Special tokens have been added in the vocabulary, make sure the associated word embeddings are fine-tuned or trained.


## Define the Retrieval and Generation Function

Combine the retriever and generator into a pipeline to handle user queries.

In [139]:
from sentence_transformers import util

def retrieve_answer(query, retriever, question_embeddings, df, top_k=1):
    # Encode the query
    query_embedding = retriever.encode(query, convert_to_tensor=True)

    # Retrieve top_k most similar questions
    hits = util.semantic_search(query_embedding, question_embeddings, top_k=top_k)
    print("hits",hits)
    hits = hits[0]  # Get the list of hits for the first query

    # Get the corresponding answer(s) from the DataFrame
    retrieved_answers = [df.iloc[hit['corpus_id']]['Answer'] for hit in hits]
    retrieved_questions = [df.iloc[hit['corpus_id']]['Question'] for hit in hits]

    return retrieved_questions, retrieved_answers

## Use t5 to Generate Answer

In [140]:
def generate_answer_using_t5(query, retrieved_answers, tokenizer, generator):
    # If generative step is needed, combine the retrieved answers
    input_text = query + " " + " ".join(retrieved_answers)
    inputs = tokenizer(input_text, return_tensors='pt', max_length=512, truncation=True)
    # Generate the answer
    output_sequences = generator.generate(
        input_ids=inputs['input_ids'],
        attention_mask=inputs['attention_mask'],
        max_length=150,
        num_return_sequences=1
    )

#### Data supplied:
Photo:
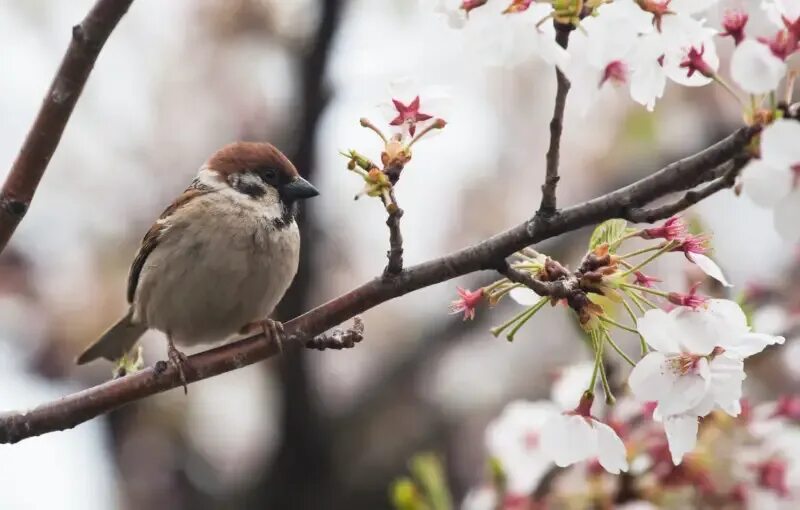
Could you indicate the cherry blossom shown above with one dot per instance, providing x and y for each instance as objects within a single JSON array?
[
  {"x": 524, "y": 296},
  {"x": 467, "y": 302},
  {"x": 755, "y": 68},
  {"x": 734, "y": 23},
  {"x": 772, "y": 180},
  {"x": 412, "y": 107},
  {"x": 696, "y": 366},
  {"x": 514, "y": 440},
  {"x": 781, "y": 12},
  {"x": 695, "y": 247},
  {"x": 575, "y": 436},
  {"x": 508, "y": 40},
  {"x": 673, "y": 229}
]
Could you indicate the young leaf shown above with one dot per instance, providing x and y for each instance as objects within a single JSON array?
[{"x": 610, "y": 232}]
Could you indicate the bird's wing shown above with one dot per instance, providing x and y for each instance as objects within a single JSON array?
[{"x": 154, "y": 235}]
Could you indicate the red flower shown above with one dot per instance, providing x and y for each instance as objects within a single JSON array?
[
  {"x": 672, "y": 229},
  {"x": 772, "y": 475},
  {"x": 788, "y": 406},
  {"x": 693, "y": 300},
  {"x": 734, "y": 22},
  {"x": 409, "y": 114},
  {"x": 694, "y": 62},
  {"x": 467, "y": 303}
]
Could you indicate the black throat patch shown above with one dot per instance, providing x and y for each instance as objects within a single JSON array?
[{"x": 286, "y": 219}]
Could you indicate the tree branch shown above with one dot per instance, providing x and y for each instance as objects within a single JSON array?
[
  {"x": 88, "y": 39},
  {"x": 486, "y": 255},
  {"x": 549, "y": 201},
  {"x": 727, "y": 172},
  {"x": 395, "y": 253}
]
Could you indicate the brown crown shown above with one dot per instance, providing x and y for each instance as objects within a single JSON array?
[{"x": 240, "y": 156}]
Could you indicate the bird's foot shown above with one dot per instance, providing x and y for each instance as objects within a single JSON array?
[
  {"x": 178, "y": 360},
  {"x": 272, "y": 329}
]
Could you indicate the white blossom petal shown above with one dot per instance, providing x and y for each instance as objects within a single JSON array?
[
  {"x": 659, "y": 331},
  {"x": 570, "y": 385},
  {"x": 727, "y": 375},
  {"x": 742, "y": 346},
  {"x": 787, "y": 216},
  {"x": 709, "y": 267},
  {"x": 568, "y": 439},
  {"x": 730, "y": 315},
  {"x": 698, "y": 330},
  {"x": 764, "y": 183},
  {"x": 651, "y": 379},
  {"x": 690, "y": 6},
  {"x": 524, "y": 296},
  {"x": 681, "y": 435},
  {"x": 610, "y": 449},
  {"x": 688, "y": 391},
  {"x": 755, "y": 68},
  {"x": 779, "y": 145}
]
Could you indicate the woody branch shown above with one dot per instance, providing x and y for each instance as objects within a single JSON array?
[
  {"x": 490, "y": 254},
  {"x": 40, "y": 144}
]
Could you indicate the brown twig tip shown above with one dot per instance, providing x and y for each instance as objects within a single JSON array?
[
  {"x": 549, "y": 202},
  {"x": 339, "y": 338},
  {"x": 44, "y": 135},
  {"x": 395, "y": 253},
  {"x": 77, "y": 408}
]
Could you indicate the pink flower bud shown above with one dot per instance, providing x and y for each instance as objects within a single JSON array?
[
  {"x": 694, "y": 62},
  {"x": 467, "y": 303},
  {"x": 644, "y": 280},
  {"x": 468, "y": 5},
  {"x": 734, "y": 22},
  {"x": 616, "y": 72},
  {"x": 693, "y": 300},
  {"x": 693, "y": 244},
  {"x": 782, "y": 44},
  {"x": 672, "y": 229},
  {"x": 518, "y": 6},
  {"x": 772, "y": 475},
  {"x": 409, "y": 115}
]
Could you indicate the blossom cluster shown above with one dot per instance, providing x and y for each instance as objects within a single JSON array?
[
  {"x": 636, "y": 44},
  {"x": 691, "y": 366}
]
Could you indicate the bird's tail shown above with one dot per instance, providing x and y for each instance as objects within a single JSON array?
[{"x": 115, "y": 342}]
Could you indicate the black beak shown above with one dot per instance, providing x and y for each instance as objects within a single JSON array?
[{"x": 298, "y": 189}]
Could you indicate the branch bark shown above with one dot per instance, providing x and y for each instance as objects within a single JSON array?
[
  {"x": 71, "y": 410},
  {"x": 549, "y": 200},
  {"x": 40, "y": 144},
  {"x": 395, "y": 253}
]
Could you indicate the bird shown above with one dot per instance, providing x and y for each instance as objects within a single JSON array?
[{"x": 219, "y": 258}]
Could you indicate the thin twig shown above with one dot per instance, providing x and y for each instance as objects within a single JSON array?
[
  {"x": 339, "y": 338},
  {"x": 395, "y": 253},
  {"x": 87, "y": 40},
  {"x": 728, "y": 172},
  {"x": 549, "y": 200},
  {"x": 77, "y": 408}
]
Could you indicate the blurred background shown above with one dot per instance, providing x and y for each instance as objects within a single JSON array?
[{"x": 309, "y": 430}]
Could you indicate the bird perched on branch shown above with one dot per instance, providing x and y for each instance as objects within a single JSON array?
[{"x": 219, "y": 259}]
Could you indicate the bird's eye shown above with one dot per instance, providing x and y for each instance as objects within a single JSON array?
[{"x": 269, "y": 174}]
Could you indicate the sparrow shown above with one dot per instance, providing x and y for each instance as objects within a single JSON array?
[{"x": 218, "y": 259}]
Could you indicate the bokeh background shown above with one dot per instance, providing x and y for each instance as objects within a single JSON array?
[{"x": 310, "y": 430}]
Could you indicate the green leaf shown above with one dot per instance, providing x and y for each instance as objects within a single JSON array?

#### To do:
A. List every parameter in the definition of the function retrieve_answer in the retrieval-and-generation text.
B. Reproduce the portion of the retrieval-and-generation text that starts at the words "## Use t5 to" and ends after the words "return_tensors='pt', max_length=512, truncation=True)".

#### Responses for each task:
A. query, retriever, question_embeddings, df, top_k

B.
## Use t5 to Generate Answer

In [140]:
def generate_answer_using_t5(query, retrieved_answers, tokenizer, generator):
    # If generative step is needed, combine the retrieved answers
    input_text = query + " " + " ".join(retrieved_answers)
    inputs = tokenizer(input_text, return_tensors='pt', max_length=512, truncation=True)